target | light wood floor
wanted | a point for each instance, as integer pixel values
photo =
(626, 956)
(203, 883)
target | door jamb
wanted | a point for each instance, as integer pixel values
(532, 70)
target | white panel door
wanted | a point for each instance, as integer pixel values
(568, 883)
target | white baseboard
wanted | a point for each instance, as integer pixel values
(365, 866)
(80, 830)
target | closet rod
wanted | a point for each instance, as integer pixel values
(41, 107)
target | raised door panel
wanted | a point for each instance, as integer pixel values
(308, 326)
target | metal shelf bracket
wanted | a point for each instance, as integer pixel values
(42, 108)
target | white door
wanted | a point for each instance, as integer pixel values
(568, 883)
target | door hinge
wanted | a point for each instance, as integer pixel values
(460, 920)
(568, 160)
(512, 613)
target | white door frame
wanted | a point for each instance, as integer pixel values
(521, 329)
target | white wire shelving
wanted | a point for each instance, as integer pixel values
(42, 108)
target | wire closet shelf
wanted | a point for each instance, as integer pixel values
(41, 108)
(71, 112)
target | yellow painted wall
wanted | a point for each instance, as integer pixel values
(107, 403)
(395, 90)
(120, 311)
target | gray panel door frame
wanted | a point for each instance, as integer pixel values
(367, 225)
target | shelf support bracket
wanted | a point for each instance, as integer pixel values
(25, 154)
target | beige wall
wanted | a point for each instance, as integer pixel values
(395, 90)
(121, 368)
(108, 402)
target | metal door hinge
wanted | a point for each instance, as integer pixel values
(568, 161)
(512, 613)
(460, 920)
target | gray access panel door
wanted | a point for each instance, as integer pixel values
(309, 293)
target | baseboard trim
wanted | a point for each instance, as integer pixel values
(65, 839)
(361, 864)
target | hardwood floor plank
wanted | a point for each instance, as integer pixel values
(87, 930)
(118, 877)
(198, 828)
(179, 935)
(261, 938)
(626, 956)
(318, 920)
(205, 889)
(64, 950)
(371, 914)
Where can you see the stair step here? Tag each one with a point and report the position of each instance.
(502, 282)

==========

> **Problem to solve**: In the listing above, find the line containing "target | door hinge" and the line containing "target | wire closet shelf", then quote both, plus every line between them, exactly as written.

> **Exercise output**:
target | door hinge
wanted | a point for each instance, as integer pixel values
(460, 920)
(568, 160)
(512, 613)
target | white door frame
wanted | a point for each instance, as integer pixel values
(521, 329)
target | white wire shelving
wanted | a point for each instance, as integer pixel values
(42, 108)
target | wire closet shelf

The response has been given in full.